** begin Text excerpt **

According to him, the government has already adopted development concepts of agricultural primary production and the food industry, but it will also have to deal with the sales of domestic production.

Homolová however points to the weak state support in this area. She hopes this will change soon, as they contribute to the creation of materials for primary producers which should be passed by the ministry in first quarter of 2015.

To support the sales of local food, Drahovský proposes to reduce the VAT on basic food, at least by one half. This would prevent cross-border purchases, as the neighbouring countries currently have significantly lower VAT on food than Slovakia.

“Moreover, it would create space to allow not only big domestic production, but also local production find its place in the market,” Drahovský added.

** end Text excerpt **
** begin Material provided **

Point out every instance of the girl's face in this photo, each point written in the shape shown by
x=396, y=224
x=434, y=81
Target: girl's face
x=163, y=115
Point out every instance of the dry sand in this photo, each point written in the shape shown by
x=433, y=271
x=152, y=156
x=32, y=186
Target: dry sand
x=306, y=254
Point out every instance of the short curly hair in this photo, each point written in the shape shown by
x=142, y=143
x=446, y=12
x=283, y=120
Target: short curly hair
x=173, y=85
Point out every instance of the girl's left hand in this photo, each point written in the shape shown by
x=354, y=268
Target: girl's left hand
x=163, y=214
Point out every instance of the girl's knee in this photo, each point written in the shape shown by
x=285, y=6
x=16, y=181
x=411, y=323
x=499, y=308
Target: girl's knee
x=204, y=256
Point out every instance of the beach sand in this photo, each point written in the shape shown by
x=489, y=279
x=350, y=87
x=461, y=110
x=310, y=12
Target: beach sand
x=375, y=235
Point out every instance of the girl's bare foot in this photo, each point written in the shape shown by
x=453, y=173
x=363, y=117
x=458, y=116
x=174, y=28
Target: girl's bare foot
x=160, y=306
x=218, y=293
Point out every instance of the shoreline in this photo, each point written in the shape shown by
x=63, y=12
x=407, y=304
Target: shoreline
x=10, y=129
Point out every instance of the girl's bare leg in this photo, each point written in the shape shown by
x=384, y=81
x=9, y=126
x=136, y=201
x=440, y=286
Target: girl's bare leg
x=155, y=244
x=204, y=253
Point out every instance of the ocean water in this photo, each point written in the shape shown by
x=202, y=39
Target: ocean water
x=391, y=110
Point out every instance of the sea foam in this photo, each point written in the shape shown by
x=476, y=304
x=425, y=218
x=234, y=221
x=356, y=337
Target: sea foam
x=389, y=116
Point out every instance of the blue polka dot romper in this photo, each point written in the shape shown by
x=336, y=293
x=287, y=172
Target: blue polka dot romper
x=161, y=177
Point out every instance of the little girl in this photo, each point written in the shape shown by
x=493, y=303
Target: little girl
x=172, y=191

** end Material provided **

**Tasks to perform**
1. Answer these questions about the excerpt on food sales in Slovakia, one per line.
(a) By what time should the ministry pass the materials for primary producers?
(b) By at least how much does Drahovský want VAT on basic food cut?
(c) What does Homolová point to in this area?
2. Resume the excerpt on food sales in Slovakia, starting right after Drahovský's final quoted remark.
None of this work draws on the data.

**Answers per task**
1.
(a) In the first quarter of 2015.
(b) By at least one half.
(c) The weak state support.

2.
Mutual advantages

The shops selling local food are no rivals for big international retail chains, Drahovský told Sme. While these smaller premises have revenues of several millions a year, the retail chains have them at several hundreds of millions a year.

Moreover, the Starý Otec (Grandfather) company, which also sells local food, has shops in the same shopping centres as bigger retailers.

“They are not a problem for us,” Jozef Piroško of Starý Otec told Sme. “Conversely, their philosophy of lower price, which is often accompanied with lower quality, increases rather than decreases the number of our customers.”

On the other hand, bigger retail chains also try to get more local products to their offer, the daily wrote.